** SUPPLIED ENTRIES follows **
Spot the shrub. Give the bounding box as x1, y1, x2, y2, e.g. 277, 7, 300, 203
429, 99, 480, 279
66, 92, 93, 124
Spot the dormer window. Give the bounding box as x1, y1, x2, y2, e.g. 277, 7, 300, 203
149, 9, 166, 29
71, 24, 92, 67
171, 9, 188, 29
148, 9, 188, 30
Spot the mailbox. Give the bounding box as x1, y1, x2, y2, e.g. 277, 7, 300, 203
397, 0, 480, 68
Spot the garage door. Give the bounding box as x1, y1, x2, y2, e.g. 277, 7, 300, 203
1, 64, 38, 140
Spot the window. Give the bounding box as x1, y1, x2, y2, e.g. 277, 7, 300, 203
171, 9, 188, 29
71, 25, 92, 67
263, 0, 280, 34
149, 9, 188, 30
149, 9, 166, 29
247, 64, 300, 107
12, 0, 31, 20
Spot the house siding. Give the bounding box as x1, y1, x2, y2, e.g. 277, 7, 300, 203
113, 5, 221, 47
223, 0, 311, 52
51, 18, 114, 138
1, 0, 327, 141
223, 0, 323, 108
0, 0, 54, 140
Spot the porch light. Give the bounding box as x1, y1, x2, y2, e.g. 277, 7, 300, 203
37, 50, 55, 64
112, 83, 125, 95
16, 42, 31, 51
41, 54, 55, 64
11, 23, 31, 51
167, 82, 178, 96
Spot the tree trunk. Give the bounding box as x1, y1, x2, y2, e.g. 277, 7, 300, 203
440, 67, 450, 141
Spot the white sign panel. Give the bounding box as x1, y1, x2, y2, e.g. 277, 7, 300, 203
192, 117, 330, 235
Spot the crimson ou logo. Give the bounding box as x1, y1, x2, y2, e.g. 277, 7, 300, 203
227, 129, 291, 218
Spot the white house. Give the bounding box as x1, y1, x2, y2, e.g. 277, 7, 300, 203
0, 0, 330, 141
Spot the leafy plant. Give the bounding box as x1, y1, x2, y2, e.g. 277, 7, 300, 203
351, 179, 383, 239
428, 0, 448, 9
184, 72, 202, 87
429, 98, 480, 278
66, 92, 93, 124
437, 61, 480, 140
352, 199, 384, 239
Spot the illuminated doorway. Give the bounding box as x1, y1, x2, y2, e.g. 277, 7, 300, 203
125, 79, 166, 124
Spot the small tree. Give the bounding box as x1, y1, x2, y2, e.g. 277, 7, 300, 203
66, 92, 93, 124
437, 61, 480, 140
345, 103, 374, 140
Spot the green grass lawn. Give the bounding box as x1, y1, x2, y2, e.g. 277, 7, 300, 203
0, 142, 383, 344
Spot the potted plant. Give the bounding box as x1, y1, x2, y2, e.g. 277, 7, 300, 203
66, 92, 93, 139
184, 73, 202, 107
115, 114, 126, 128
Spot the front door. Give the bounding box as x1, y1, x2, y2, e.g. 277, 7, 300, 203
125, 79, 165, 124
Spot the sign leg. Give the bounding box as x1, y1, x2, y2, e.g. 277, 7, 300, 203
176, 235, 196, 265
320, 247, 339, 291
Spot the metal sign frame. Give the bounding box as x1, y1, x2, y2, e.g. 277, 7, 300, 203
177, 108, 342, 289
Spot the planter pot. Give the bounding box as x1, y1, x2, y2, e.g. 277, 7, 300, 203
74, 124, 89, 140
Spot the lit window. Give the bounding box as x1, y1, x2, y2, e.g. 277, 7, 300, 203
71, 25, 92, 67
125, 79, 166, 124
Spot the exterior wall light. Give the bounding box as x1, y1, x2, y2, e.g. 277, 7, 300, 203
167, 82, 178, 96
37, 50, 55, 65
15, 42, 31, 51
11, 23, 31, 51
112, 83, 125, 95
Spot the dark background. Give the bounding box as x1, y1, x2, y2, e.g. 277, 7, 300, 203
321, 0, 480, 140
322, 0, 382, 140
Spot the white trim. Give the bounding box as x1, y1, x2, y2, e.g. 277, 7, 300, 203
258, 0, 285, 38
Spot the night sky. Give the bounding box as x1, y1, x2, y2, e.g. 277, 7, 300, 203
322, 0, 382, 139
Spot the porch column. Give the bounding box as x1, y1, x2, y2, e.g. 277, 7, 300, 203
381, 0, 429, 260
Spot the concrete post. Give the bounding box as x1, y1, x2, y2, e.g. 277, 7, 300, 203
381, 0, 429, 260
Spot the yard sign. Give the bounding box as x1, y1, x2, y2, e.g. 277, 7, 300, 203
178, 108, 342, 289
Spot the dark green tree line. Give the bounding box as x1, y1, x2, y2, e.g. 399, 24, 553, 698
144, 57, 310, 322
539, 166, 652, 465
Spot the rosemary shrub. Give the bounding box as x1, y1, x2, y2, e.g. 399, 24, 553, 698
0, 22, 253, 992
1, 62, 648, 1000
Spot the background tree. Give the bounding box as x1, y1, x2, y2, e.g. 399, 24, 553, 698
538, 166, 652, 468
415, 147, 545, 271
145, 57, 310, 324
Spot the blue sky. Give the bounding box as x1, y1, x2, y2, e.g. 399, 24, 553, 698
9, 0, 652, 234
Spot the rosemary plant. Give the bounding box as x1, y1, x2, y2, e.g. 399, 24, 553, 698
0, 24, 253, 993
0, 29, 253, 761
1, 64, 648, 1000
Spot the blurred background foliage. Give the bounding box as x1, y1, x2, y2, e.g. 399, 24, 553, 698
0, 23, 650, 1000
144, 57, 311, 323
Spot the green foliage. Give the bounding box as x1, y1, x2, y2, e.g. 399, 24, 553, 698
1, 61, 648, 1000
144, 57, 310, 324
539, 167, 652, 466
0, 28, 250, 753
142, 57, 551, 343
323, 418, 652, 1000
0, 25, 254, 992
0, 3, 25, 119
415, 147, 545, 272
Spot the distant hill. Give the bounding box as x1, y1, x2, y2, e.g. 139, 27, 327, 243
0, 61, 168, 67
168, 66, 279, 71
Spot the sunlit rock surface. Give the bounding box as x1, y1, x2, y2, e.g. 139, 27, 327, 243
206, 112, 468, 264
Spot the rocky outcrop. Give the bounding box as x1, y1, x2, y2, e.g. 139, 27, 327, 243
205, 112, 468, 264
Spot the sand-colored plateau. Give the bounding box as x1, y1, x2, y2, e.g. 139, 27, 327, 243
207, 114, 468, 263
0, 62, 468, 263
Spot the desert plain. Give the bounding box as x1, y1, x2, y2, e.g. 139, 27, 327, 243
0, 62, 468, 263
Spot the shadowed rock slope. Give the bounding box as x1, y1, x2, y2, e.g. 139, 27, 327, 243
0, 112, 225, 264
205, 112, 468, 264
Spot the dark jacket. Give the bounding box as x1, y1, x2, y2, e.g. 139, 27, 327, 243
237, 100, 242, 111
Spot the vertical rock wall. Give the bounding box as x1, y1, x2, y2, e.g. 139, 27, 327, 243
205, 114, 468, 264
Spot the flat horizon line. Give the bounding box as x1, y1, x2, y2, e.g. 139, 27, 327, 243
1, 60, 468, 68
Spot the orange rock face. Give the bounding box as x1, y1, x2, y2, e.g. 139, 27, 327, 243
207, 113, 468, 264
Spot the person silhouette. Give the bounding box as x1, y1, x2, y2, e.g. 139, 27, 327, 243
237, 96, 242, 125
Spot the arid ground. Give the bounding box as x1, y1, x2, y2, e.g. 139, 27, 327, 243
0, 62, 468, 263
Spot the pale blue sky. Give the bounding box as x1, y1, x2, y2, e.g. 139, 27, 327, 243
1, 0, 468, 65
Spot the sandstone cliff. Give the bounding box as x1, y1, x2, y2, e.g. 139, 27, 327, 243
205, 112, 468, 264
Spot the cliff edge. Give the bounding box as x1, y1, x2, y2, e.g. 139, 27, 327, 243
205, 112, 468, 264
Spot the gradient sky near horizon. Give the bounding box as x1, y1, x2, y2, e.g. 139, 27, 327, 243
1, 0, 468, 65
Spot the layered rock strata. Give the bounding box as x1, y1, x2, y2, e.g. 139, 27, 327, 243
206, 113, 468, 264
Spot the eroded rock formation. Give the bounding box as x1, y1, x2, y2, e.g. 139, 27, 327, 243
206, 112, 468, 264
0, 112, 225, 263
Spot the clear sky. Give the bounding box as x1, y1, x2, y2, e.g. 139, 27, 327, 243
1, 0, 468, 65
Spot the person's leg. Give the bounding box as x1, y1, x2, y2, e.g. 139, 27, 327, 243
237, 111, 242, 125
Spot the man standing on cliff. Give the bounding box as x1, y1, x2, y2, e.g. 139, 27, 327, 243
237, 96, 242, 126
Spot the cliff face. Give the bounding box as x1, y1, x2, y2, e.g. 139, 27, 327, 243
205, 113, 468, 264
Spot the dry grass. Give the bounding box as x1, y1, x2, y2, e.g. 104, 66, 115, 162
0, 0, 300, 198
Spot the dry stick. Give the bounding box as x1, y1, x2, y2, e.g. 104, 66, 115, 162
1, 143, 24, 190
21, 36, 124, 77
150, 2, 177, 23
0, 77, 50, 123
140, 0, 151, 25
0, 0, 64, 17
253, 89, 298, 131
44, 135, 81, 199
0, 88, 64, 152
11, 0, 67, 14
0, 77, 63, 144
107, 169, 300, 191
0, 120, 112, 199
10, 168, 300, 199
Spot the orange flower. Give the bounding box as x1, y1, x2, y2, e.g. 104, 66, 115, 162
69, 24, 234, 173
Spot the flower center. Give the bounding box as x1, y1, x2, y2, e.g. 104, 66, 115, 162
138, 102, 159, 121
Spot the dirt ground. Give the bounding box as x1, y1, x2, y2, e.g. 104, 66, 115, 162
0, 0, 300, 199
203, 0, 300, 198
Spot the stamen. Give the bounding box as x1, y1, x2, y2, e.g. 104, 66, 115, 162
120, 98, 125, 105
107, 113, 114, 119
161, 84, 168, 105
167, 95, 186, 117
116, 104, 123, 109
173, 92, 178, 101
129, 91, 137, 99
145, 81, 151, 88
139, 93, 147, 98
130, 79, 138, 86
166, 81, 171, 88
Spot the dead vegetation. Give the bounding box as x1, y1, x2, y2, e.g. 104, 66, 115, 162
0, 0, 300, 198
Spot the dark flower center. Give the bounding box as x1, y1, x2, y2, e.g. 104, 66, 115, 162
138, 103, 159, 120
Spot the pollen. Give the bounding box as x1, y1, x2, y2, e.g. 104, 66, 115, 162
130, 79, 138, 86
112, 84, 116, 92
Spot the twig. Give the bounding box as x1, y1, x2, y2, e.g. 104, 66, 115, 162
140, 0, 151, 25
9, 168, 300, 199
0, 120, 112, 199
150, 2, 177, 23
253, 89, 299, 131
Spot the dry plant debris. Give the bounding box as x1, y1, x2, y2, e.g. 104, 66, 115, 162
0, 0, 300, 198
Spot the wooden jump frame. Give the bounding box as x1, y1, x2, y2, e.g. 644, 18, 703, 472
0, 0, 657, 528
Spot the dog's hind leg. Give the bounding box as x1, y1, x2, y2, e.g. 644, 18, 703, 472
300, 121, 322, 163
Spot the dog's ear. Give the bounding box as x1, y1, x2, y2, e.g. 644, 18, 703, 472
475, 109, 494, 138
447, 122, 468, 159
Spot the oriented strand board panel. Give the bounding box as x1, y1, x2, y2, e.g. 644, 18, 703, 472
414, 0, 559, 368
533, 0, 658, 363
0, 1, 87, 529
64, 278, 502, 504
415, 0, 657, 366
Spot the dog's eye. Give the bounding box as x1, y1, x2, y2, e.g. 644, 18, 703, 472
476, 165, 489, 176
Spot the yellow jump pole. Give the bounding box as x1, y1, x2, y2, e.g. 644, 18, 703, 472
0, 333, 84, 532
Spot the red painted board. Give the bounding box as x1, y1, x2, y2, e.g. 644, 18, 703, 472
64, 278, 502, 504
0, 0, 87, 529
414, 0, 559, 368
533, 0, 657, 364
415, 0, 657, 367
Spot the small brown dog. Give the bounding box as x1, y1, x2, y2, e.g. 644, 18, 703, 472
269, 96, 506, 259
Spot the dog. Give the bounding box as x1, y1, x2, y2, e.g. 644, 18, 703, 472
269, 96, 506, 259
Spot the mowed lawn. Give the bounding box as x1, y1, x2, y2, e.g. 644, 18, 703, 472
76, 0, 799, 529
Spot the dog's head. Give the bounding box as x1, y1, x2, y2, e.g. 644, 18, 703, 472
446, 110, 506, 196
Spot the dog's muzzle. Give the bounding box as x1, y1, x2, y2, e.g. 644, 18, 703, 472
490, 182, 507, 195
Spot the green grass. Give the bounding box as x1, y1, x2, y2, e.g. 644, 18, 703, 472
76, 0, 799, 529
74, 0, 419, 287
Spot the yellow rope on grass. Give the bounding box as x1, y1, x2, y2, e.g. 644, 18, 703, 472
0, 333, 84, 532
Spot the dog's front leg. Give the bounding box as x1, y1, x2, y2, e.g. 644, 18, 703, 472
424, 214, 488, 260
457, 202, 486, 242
** End of SUPPLIED ENTRIES **
◆ EXERCISE DETAILS
Copy exactly, and only, the lines from the line that contains "Spot the dog's hind" through the end of the data above.

◆ ANSWER SECTION
Spot the dog's hind leg. Give the bounding box as x1, y1, x2, y2, e.g. 644, 18, 703, 472
300, 121, 322, 163
Spot the dog's ear. Give the bounding box as x1, y1, x2, y2, e.g. 644, 18, 703, 472
475, 109, 494, 138
447, 122, 468, 159
Spot the oriented strand board panel. Give the bounding box as x1, y1, x2, y2, e.g. 644, 18, 703, 472
414, 0, 559, 368
533, 0, 658, 363
0, 1, 87, 529
64, 278, 502, 504
415, 0, 657, 366
Spot the dog's eye. Give the bounding box as x1, y1, x2, y2, e.g. 644, 18, 703, 472
476, 165, 489, 176
Spot the yellow jump pole. Give the bounding box as x1, y1, x2, y2, e.g. 644, 18, 703, 472
0, 333, 84, 532
Spot the red painted board. Give the bounding box as x1, y1, x2, y2, e.g. 644, 18, 703, 472
64, 278, 502, 504
0, 0, 87, 529
414, 0, 559, 368
533, 0, 657, 364
415, 0, 657, 367
Spot the small brown dog. Give the bounding box as x1, y1, x2, y2, e.g. 644, 18, 703, 472
269, 96, 506, 259
Spot the dog. Give the bounding box as x1, y1, x2, y2, e.g. 644, 18, 703, 472
269, 96, 506, 259
Spot the mowed lawn. Give the bounding box as x1, y1, x2, y2, e.g. 644, 18, 703, 472
76, 0, 799, 529
Spot the dog's head. Give the bounding box as x1, y1, x2, y2, e.g. 644, 18, 703, 472
446, 110, 506, 196
Spot the dog's muzzle. Give the bounding box as x1, y1, x2, y2, e.g. 644, 18, 703, 472
490, 182, 507, 195
Spot the green grass. Give the bounding box as x1, y1, x2, y2, e.g. 644, 18, 703, 472
76, 0, 799, 529
74, 0, 419, 287
Spot the yellow rope on grass. Give the bounding box as x1, y1, x2, y2, e.g. 644, 18, 703, 472
0, 333, 84, 532
Spot the dog's front leg. Give the bounding box as x1, y1, x2, y2, e.g. 644, 18, 703, 472
424, 214, 488, 260
457, 202, 486, 242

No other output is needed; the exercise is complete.